(Data to process)

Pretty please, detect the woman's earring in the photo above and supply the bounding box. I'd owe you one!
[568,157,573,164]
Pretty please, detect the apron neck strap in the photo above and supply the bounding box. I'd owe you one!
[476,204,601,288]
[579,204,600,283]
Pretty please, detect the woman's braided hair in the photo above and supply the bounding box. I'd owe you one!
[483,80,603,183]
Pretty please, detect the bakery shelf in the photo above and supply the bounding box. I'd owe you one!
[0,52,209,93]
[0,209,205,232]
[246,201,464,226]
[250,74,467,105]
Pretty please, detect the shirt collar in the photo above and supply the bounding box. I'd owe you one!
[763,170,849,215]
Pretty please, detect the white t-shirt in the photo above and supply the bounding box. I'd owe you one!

(End Data to process)

◆ Task requirements ◆
Exact copies of all the records are required.

◆ Task answer ◆
Pretty please, detect the woman's earring in the photo above and supply the bounding box. I'd owe you one!
[568,157,573,164]
Pretty please, detect the apron neck strap in the photo above and supply the bounding box. I'd owe you one!
[476,204,601,288]
[579,204,600,283]
Pretty please, detect the woman's braided hair in the photo above and supply the bounding box. I'd owe you one!
[483,80,603,183]
Pretty please, detect the bakery shelf in the photo above and supply the bounding box. I'd owe you one!
[0,52,209,93]
[0,209,205,232]
[246,201,464,226]
[250,74,467,105]
Pretty please, detect the shirt collar in the photo above and supply the bounding box. I'd owe you one!
[763,170,849,215]
Pretty please, detect the white t-shirt in the photo above and supply the bounding box. I'd owe you one!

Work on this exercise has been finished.